**QUOTED TEXT**.
Released on 4AD, 10/7/08

Rating: 4 out of 5 stars

A lot of things can happen in an NYU dorm room. Grab yourself a couple of fresh-faced teenagers, a vast and ever-expanding metropolis, and a lack of overall guidance coupled with the egotistical invincibility of a young, eager mind. Though, if you happen to be Fred Nicolaus and Daniel Rossen, in lieu of the typical academic and social roommate rivalry and middle of the night oh so alone panic attacks, you begin a musical romance that not only outlasts your college days but also, for your second performance, lands you on Late Night with Conan O'Brien. Not too shabby.

Daniel Rossen has spent the better part of the last four years touring and recording with neo psych-folk experimentalists Grizzly Bear and I will not say that this has not strongly influenced Department of Eagle’s latest release In Ear Park. The album is laden with signature Grizzly Bear production, instrumentation and vocal treatment. But this is to be expected considering Rossen asked Grizzly Bear band mates Chris Taylor to produce/engineer the record and drummer Chris Bear to contribute. As opposed to the “folktronic” torch Department of Eagles have carried on past recordings, this release is much more fluid, sincere and, dare I say, organic. It fully displays the musicianship and compositional vigor of a team that has been working together since 2001 without shoving those subtleties and strengths down the listener’s throat.

The album opens with the title track, “In Ear Park”, which features cascading guitar and a whimsical intro that ends up leading into a decently gratifying crescendo before it fades back out and into the first single “No One Does It Like You”. This is where we begin to hear the great divide. Department of Eagles have more of a roots rock foundation than any of their on-going projects. Where Grizzly Bear would dissolve into reverberated experimentation and potential collapse, Rossen and Nicolaus are able to rescue all discord at the very last moment and revert to Beatles-style standards that prove both eerie and catchy at the same time. Theirs is a style that surpasses pop but contains the same desire. The songs, such as “Herring Bone”, all hold a deep melancholy within them that echo with unresolved flats and booming counter-harmonies.

Though songs do tend to run into one another and stylistically it would have been nice to see a bit more of a departure from prior projects and passions, this album is still able to hold its own. In Ear Park is a mature and thoughtful album, at times gleefully dissonant, at times entirely vaudevillian, and wholly layered, lush and lovely.

**GOAL**.
Based on the album review above, answer yes or no for whether each statement agrees with it, and quote the words that decide it. (a) Chris Taylor produced and engineered In Ear Park. (b) The album opens with "No One Does It Like You". (c) The pair behind Department of Eagles have worked together since 2001.

**MATERIAL SHOWN**.
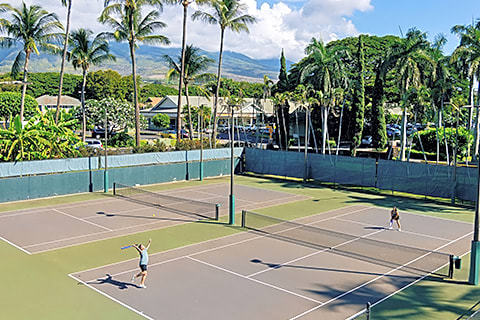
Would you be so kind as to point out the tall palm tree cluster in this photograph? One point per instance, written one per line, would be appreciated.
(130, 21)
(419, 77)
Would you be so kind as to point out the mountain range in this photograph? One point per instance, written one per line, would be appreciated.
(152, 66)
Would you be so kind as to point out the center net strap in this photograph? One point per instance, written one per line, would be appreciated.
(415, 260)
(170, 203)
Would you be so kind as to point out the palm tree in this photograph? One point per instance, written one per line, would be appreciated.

...

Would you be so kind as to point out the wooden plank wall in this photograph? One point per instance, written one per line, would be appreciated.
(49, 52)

**FULL RESPONSE**.
(a) Yes: "Rossen asked Grizzly Bear band mates Chris Taylor to produce/engineer the record"
(b) No: "The album opens with the title track, “In Ear Park”"
(c) Yes: "a team that has been working together since 2001"